### REQUIREMENT
Filter the entries below down to the lines that hold "wing".

Extracted records:
========================================================================
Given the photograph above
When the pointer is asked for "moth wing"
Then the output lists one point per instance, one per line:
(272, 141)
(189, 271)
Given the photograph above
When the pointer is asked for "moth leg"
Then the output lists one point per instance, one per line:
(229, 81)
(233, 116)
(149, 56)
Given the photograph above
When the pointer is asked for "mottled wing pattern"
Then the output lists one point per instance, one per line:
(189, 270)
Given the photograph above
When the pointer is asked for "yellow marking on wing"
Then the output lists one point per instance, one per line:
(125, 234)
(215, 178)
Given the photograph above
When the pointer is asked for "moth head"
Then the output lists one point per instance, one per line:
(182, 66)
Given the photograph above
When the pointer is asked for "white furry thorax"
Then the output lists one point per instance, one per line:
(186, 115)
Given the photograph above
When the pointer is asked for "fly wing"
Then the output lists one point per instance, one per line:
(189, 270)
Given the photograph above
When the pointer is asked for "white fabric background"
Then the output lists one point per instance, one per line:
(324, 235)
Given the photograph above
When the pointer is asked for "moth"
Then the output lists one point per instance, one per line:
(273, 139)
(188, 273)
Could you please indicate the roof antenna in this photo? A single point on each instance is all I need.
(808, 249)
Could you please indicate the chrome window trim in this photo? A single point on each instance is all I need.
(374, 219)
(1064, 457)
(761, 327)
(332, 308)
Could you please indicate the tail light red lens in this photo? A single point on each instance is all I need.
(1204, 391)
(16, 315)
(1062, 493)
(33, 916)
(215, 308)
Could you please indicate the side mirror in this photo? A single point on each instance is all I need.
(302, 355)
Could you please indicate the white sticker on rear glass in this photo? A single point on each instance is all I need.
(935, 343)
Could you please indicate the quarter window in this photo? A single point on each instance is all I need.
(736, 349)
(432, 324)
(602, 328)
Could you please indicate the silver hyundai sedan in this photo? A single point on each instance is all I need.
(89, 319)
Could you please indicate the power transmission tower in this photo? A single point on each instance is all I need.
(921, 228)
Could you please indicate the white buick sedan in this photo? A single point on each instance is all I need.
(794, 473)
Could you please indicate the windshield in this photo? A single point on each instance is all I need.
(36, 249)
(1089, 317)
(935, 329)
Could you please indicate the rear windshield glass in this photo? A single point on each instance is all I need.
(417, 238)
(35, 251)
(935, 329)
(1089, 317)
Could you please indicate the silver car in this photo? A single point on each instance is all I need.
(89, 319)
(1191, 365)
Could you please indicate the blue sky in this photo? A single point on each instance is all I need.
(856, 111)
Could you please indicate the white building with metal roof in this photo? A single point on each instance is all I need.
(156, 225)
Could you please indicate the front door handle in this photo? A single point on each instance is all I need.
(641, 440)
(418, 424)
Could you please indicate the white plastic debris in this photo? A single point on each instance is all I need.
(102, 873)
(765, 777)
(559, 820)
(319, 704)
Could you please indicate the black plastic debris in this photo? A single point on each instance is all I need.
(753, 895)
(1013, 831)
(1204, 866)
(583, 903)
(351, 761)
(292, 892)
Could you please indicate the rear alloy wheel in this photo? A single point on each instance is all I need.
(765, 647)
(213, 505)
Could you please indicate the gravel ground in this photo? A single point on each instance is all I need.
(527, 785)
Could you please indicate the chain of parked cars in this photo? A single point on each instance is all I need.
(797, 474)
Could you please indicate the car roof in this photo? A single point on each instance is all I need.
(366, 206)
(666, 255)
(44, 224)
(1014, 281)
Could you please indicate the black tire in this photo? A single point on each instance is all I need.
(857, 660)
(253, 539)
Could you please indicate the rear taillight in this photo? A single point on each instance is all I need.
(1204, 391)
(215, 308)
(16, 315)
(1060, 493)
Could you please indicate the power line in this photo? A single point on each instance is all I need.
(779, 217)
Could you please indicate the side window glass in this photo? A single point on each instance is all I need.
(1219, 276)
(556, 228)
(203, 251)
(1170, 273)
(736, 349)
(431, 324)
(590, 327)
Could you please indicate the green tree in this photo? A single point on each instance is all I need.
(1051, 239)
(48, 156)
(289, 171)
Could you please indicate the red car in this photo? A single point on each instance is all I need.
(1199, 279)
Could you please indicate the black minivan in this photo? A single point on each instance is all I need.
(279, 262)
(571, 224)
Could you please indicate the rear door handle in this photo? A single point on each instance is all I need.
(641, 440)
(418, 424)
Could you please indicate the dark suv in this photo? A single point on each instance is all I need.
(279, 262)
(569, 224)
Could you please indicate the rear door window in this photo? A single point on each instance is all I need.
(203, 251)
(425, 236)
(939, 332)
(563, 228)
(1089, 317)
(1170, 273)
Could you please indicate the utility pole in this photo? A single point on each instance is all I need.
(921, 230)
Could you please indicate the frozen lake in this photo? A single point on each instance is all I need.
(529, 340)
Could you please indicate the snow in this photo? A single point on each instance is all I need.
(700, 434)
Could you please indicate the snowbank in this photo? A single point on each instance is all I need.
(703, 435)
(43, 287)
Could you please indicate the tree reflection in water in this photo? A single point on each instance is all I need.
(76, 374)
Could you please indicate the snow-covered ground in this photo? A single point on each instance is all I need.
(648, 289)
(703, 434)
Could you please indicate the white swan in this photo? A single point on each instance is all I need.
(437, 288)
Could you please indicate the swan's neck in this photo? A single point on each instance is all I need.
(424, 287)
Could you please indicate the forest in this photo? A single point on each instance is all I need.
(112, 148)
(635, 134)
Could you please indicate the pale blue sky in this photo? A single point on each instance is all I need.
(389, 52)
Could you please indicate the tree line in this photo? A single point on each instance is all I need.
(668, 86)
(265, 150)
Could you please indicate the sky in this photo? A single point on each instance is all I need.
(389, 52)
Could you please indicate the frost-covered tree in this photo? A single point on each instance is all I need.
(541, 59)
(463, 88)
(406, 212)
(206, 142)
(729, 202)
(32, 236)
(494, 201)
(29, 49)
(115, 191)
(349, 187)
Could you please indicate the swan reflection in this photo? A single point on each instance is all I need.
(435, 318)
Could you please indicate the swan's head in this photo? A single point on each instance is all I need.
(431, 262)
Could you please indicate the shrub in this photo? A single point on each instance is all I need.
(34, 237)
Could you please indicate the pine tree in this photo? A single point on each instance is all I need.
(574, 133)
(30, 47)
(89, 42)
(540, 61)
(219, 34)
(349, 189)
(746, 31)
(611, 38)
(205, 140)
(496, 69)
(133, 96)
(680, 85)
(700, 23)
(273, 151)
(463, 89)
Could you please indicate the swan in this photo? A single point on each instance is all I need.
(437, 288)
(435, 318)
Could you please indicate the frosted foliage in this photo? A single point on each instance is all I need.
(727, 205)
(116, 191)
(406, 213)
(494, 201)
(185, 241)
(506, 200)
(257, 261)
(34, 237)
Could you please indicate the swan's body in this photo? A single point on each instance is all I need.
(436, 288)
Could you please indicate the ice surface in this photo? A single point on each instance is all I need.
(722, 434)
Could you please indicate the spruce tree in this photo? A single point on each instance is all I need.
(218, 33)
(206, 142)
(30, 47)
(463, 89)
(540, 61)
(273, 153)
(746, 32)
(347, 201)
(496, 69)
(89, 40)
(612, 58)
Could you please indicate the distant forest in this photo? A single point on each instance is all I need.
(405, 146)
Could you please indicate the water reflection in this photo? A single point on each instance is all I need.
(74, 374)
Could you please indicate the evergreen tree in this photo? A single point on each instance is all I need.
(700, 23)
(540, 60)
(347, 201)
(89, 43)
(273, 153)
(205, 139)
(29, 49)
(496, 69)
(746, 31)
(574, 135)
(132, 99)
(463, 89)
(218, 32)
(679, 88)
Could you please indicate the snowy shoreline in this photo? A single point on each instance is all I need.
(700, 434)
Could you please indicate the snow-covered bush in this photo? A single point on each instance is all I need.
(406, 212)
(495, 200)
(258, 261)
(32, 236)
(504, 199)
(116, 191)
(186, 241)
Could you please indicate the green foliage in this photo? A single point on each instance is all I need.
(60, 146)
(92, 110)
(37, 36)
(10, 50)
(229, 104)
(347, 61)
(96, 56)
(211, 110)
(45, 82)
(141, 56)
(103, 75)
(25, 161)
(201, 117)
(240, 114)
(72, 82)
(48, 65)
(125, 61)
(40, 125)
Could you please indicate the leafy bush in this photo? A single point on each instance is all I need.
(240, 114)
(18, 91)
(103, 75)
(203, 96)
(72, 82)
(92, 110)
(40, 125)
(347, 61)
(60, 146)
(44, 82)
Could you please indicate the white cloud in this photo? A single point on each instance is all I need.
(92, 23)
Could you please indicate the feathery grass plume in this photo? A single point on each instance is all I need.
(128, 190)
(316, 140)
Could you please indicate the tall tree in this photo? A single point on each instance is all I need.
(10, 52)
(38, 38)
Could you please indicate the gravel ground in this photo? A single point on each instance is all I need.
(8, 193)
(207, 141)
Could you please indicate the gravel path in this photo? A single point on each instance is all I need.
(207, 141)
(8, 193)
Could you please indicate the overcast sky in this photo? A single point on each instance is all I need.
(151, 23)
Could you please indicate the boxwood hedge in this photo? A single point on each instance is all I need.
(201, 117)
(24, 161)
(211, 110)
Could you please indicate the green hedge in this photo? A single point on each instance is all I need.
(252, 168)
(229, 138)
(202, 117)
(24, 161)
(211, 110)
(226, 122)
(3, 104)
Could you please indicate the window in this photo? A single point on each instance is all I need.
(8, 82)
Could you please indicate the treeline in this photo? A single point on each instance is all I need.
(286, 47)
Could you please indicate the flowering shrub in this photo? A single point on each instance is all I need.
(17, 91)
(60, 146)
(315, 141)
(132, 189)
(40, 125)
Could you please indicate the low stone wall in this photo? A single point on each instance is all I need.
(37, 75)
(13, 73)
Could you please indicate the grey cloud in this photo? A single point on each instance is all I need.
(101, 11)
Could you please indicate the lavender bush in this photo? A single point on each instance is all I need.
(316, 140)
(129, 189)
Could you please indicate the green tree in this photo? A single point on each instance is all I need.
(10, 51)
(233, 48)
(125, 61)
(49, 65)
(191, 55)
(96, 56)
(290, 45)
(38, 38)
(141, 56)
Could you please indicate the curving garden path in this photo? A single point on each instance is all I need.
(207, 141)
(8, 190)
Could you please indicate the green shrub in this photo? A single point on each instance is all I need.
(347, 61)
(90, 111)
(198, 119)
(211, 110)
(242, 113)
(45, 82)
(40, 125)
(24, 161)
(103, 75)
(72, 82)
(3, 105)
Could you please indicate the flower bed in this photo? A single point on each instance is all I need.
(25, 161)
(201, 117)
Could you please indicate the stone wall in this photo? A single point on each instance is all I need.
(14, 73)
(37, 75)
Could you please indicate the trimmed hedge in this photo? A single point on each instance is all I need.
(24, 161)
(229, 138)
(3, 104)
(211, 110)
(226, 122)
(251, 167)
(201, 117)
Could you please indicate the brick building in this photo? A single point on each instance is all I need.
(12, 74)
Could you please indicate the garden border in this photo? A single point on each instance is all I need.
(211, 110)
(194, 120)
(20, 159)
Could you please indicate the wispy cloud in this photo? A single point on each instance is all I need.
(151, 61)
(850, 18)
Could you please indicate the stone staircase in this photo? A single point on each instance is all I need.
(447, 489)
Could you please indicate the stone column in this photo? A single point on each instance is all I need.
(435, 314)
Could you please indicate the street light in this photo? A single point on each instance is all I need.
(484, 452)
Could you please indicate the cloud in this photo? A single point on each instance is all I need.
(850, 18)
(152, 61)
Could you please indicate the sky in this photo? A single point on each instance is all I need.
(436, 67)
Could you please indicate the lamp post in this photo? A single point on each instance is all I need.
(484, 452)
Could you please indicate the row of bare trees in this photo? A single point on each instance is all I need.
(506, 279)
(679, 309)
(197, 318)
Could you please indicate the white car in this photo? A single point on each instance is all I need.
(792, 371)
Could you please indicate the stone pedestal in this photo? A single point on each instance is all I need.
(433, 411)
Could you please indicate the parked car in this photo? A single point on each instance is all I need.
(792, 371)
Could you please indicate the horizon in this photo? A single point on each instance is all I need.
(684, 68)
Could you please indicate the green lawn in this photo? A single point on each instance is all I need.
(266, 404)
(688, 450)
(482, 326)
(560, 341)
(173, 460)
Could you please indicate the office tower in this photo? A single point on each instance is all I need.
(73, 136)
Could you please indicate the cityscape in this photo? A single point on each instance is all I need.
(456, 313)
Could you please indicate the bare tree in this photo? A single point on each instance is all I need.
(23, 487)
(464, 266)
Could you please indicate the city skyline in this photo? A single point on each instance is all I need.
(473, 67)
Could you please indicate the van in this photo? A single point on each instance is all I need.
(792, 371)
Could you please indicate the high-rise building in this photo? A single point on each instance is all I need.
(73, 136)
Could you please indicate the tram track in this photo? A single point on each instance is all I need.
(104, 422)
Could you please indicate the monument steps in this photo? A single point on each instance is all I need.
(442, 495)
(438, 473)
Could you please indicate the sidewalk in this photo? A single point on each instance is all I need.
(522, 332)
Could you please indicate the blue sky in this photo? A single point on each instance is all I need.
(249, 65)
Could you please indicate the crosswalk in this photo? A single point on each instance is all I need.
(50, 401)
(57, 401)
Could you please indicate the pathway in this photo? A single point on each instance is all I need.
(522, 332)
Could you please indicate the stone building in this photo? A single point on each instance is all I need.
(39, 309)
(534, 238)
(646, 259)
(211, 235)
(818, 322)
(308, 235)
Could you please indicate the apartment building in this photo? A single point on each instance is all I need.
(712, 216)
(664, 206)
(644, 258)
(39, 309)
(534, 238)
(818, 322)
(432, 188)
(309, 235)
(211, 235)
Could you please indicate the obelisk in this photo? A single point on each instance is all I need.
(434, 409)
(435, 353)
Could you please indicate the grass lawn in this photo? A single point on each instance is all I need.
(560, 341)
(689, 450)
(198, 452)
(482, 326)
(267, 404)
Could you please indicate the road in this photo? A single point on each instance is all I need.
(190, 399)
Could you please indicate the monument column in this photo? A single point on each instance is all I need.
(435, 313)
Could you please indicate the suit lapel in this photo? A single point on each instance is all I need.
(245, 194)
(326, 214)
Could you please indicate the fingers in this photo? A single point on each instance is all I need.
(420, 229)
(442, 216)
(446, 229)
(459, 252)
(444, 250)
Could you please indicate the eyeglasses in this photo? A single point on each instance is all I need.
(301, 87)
========================================================================
### TASK OUTPUT
When the pointer is asked for "moth wing"
When the pointer is asked for "mottled wing pattern"
When the pointer is asked for "yellow marking on wing"
When the pointer is asked for "fly wing"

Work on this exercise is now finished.